- **Série de tâches**:
(1) Dans le texte sur le rugby roumain, qui arbitrait le test-match de 1981 entre la Roumanie et les All Blacks ?
(2) Prolongez le texte sur le rugby roumain à partir de l'endroit où il s'arrête.

Mais les résultats parlent pour eux : en plus d’avoir joui d’un record d’invincibilité encore jamais égalé, avec vingt-cinq victoires d’affilée de 1959 à 1964, le XV des Carpates s’offre huit victoires contre les Français entre 1960 et 1991, dont une authentique rouste (15-0) en 1980. Les anglo-saxons passent aussi à la moulinette marxiste-léniniste : les Gallois se font réchauffer les côtes en 1983 (24-6), tandis que les Écossais auréolés d’un Grand Chelem 1984 sont sévèrement refroidis (28-22). Consécration, la Roumanie est couronnée cinq fois « championne d’Europe » (dans le tournoi FIRA parallèle aux Cinq Nations, auquel participe tout de même la France mais certes pas les anglo-saxons).
À l’époque, la presse voue le XV des Carpates à un avenir mondial et continental.
Mais le grand moment, c’est le choc de 1981 : les tous-puissants All Blacks font escale en Roumanie pour leur unique test-match en Europe orientale. Sur la pelouse du Dinamo Bucarest, les Roumains sèment la pagaille dans les rangs kiwis, et les néo-zélandais sont déboussolés par cette équipe inattendue qui joue vite et bien, et surtout qui en veut. La sélection à la fougère finit victorieuse mais s’est fait peur : 14-6, avec un petit coup de pouce d’Alan Hosie, l’arbitre écossais qui refuse deux essais aux hôtes du jour, dans ce qui n’est alors pas encore appelé une « joubertade ».
À l’époque, la presse voue le XV des Carpates à un avenir mondial et continental. Seront-ils la Sixième Nation ? Sur le terrain, ils le mériteraient, sur le papier c’est plus compliqué, car les Chênes sont coupables du crime de professionnalisme déguisé, la pire des tares dans le rugby des années 1960-1980. « Il n’y a pas de preuves formelles que la question se soit posée en vérité, relativise toutefois Robert Adam. Plusieurs obstacles se dressaient en face de la Roumanie. Pour commencer, le tournoi se joue en hiver une saison particulièrement rude en Roumanie qui ne facilitait pas les conditions de jeu. À titre indicatif, le championnat de foot roumain était en trêve dès la mi-décembre et jusqu’à la fin février. Deuxièmement, les nations britanniques n’étaient pas convaincues de l’utilité d’inviter la Roumanie avec laquelle ils n’ont commencé à jouer qu’à la fin des années 1970, au moment même où l’image du régime commençait à se dégrader, il n’y avait donc plus trop d’enjeu politique. Enfin, la Roumanie manquait un peu de stabilité dans la performance : malgré les grands succès contre les Écossais et les Gallois, elle n’avait pas encore battu les Irlandais ou les Anglais. »
1989 : la mêlée s’effondre avec le communisme
Les Roumains sont tout de même invités aux premières coupes du monde où ils ne battent que le Zimbabwe au mondial 1987, et manquent une occasion en or de se qualifier en quarts en 1991 (défaite contre un Canada plus combatif qu’aujourd’hui). Un dernier coup d’éclat face aux Français à Auch donc, et puis c’est la fin : le rugby roumain ne se remettra pas de la chute de son principal sponsor, le parti communiste. Dans une révolution courte mais chaotique, marquée par la violence et le désordre, le rugby passe au second plan.

- **Entrées de données**:
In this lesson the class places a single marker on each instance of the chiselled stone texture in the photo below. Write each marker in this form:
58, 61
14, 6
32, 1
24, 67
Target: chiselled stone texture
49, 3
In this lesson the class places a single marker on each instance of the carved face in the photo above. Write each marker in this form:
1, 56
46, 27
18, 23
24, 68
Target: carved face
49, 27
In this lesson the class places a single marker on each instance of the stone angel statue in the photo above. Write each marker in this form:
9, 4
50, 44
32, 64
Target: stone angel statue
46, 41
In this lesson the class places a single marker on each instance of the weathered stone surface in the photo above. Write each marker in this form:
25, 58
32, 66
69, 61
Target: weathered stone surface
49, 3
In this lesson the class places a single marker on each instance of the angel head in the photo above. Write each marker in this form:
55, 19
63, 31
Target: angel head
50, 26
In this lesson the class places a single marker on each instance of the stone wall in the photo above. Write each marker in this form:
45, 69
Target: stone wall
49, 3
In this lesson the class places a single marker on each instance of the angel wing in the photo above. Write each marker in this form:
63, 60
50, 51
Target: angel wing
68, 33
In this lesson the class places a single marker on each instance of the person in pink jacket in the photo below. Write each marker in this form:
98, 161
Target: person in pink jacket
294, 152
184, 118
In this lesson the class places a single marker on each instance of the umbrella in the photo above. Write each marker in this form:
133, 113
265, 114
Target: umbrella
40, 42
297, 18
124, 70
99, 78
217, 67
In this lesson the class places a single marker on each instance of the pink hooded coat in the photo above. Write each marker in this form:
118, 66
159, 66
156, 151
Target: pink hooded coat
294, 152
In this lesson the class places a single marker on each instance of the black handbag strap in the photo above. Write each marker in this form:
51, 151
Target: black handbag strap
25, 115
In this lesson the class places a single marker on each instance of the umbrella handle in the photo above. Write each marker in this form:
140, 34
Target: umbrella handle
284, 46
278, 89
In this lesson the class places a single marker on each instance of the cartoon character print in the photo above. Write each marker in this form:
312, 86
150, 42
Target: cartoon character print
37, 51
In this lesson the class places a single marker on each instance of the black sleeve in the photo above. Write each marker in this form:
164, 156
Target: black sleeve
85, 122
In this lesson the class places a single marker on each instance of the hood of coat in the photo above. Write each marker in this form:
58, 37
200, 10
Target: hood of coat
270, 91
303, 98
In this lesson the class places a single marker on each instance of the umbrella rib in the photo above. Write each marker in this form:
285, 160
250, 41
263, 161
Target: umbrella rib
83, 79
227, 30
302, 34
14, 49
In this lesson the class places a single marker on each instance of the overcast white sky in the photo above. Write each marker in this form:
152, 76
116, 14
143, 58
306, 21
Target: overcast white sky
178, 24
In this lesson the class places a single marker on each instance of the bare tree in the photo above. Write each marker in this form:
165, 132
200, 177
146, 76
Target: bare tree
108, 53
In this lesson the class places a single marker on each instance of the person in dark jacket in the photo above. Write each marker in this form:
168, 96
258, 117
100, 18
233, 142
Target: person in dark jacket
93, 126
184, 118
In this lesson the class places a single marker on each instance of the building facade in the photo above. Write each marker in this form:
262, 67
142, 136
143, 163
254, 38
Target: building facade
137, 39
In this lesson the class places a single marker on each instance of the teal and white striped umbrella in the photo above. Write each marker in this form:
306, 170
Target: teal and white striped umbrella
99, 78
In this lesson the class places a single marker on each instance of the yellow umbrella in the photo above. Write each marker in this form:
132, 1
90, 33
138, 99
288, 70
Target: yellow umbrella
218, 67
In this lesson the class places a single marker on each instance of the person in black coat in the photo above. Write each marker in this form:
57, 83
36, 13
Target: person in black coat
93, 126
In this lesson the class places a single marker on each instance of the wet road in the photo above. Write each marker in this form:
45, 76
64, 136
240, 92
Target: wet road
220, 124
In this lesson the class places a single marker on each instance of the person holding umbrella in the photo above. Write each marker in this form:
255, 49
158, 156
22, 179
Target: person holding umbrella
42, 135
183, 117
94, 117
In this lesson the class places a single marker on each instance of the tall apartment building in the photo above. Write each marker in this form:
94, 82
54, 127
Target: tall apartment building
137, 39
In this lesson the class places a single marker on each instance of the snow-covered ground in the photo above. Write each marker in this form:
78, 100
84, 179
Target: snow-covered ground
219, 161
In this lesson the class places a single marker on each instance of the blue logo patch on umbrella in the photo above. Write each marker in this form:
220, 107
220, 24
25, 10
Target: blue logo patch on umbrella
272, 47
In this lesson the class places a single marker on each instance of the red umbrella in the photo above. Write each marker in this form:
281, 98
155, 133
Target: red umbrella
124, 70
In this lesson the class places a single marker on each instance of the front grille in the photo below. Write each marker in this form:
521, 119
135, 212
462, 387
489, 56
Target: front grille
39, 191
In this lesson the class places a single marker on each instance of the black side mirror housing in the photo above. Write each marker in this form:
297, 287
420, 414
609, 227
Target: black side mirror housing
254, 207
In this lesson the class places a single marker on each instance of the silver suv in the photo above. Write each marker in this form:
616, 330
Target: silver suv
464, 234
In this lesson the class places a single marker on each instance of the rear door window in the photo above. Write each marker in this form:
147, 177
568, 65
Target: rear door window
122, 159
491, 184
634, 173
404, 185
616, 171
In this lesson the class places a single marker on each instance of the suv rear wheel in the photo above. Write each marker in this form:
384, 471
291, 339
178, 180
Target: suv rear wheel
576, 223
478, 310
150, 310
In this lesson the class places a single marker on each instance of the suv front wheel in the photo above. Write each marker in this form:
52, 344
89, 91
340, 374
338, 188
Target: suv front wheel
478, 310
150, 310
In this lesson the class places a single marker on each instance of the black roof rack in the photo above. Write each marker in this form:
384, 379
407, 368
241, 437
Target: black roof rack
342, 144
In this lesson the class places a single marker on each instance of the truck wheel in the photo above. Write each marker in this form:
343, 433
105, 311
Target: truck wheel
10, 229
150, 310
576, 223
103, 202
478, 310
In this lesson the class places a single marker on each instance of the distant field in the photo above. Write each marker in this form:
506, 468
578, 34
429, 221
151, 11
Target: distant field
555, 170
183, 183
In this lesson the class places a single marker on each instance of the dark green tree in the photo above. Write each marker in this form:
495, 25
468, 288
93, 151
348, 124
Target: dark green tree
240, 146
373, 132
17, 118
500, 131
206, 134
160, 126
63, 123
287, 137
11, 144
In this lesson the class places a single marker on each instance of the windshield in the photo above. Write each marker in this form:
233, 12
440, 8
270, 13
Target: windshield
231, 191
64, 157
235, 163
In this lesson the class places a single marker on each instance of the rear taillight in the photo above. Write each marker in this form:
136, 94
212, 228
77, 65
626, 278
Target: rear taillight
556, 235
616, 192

- **Corrigés**:
(1) Alan Hosie, un arbitre écossais.

(2)
Le sport favori de Gheorghiu-Dej est doublement victime : d’abord du parti communiste, puis de sa chute. Plusieurs rugbymans sont assassinés par les forces de sécurité durant les jours de la révolution roumaine de décembre 1989, dans des conditions souvent troubles, à l’image de Florică Murariu, emblématique capitaine des Chênes et pourtant officier dans l’armée lui-même. Ces pertes de joueurs porteront un coup dur au XV des Carpates qui ne les remplacera pas et dont la qualité de jeu en pâtira. Mais surtout : le rugby est désormais perçu comme un sport de militaires et de policiers, soit les auxiliaires du pouvoir, une fin ironique pour un sport initialement pointé du doigt comme celui des bourgeois. L’opinion publique rejette tout ce qui a trait de près ou de loin au régime, et se désintéresse logiquement de sa sélection nationale qui perd en niveau.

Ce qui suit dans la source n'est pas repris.